= Data supplied =
>>>

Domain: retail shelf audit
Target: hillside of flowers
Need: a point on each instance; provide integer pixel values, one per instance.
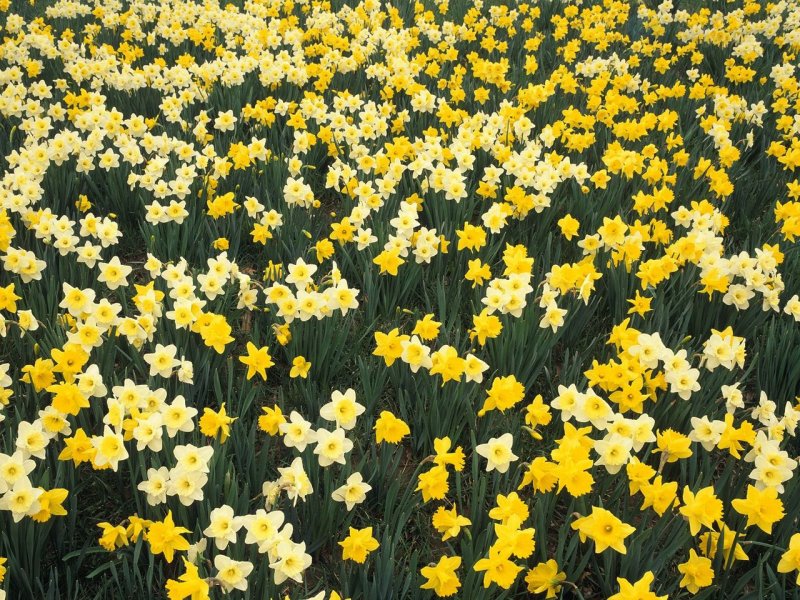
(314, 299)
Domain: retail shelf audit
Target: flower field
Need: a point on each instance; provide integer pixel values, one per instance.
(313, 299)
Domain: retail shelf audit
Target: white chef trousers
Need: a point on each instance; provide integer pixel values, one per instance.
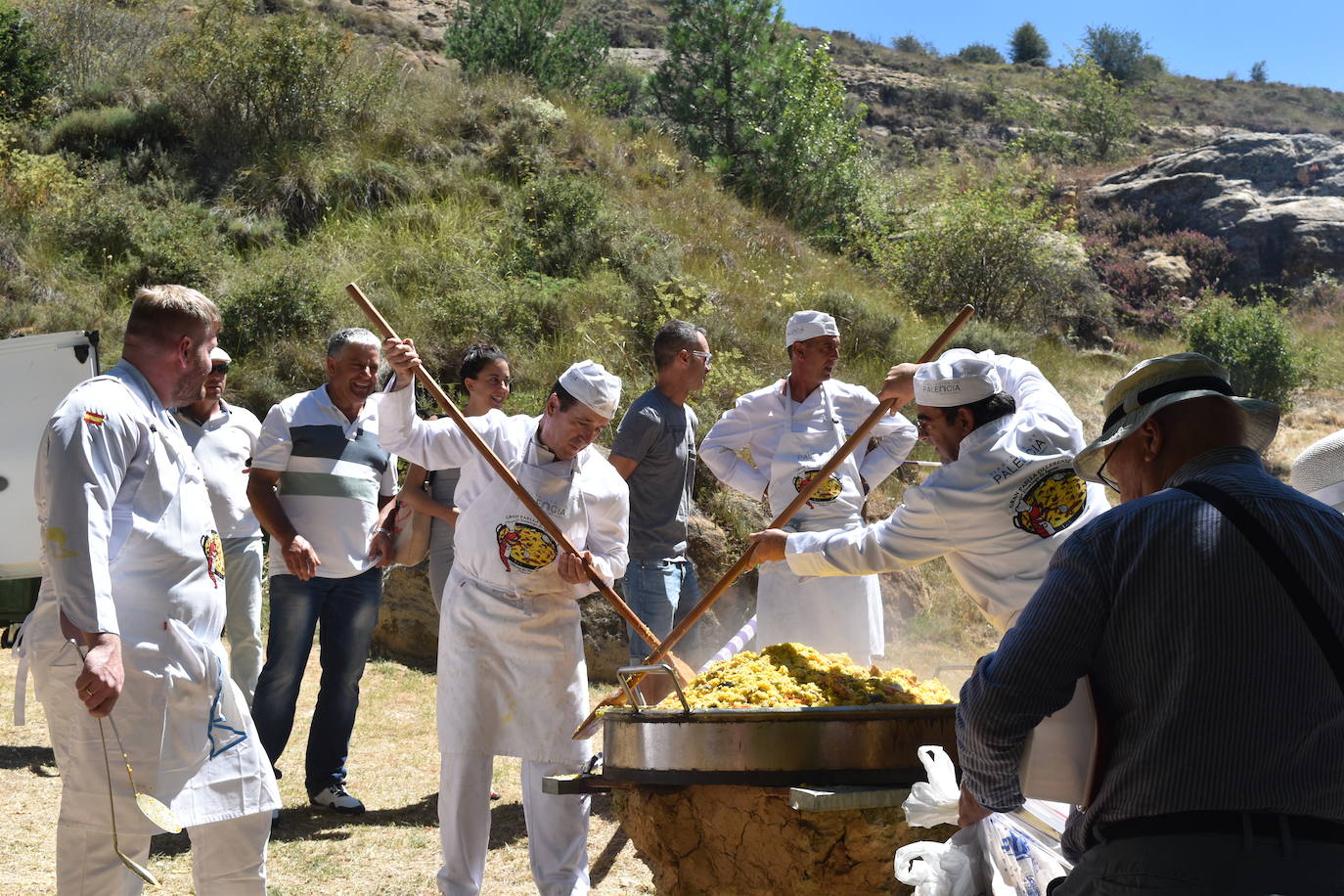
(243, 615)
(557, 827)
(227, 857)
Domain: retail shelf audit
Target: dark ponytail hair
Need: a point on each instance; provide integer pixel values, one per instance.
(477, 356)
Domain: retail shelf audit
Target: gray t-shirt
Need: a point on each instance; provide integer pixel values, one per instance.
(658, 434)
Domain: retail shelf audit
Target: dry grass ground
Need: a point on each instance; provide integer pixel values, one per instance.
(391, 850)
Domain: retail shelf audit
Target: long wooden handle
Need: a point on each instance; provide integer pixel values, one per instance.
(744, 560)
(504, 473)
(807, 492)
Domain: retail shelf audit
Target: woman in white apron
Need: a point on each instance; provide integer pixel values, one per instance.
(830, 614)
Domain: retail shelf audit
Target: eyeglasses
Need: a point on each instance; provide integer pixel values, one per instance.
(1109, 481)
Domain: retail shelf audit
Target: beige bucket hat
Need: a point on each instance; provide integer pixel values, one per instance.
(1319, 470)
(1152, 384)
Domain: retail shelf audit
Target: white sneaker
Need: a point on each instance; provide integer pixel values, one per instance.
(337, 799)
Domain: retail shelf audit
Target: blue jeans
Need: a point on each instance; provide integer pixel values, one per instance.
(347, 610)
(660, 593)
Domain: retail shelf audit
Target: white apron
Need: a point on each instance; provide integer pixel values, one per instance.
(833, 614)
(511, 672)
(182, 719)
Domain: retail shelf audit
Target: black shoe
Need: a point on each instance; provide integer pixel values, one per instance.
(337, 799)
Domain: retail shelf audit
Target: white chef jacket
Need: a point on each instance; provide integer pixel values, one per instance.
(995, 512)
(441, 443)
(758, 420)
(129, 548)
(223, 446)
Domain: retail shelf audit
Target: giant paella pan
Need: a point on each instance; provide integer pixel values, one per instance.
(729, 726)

<<<
>>>

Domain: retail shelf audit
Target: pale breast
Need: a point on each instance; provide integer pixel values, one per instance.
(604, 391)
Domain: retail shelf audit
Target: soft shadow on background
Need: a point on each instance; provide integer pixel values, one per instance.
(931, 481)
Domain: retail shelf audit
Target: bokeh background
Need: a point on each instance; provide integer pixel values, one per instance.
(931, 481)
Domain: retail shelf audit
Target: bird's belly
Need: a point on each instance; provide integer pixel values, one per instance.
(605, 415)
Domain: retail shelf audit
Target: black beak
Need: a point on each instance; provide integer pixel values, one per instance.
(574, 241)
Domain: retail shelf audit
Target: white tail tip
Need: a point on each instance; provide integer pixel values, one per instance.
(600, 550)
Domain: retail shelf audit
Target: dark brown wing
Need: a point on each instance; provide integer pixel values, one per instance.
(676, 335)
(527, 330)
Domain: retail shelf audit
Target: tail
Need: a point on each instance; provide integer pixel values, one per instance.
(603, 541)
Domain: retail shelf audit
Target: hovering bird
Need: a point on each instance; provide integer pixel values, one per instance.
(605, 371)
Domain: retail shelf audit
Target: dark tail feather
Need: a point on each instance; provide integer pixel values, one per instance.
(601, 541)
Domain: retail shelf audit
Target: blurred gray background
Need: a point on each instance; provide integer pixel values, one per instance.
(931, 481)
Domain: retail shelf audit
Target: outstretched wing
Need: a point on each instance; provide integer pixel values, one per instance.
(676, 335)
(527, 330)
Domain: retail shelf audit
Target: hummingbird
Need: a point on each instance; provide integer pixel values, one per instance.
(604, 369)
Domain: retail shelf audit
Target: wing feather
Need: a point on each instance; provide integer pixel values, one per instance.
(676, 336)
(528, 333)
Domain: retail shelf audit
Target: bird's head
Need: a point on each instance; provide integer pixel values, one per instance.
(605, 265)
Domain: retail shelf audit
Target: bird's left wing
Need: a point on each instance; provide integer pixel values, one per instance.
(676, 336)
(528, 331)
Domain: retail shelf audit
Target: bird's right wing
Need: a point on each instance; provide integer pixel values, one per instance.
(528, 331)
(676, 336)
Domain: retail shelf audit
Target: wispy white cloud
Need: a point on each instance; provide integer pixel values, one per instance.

<<<

= Aim =
Find each line in the items above that contains the word "wing", and copy those lines.

= Output for this task =
Target: dark brown wing
Target: outstretched wing
Target: wing feather
Target: bird's left wing
Target: bird's right wing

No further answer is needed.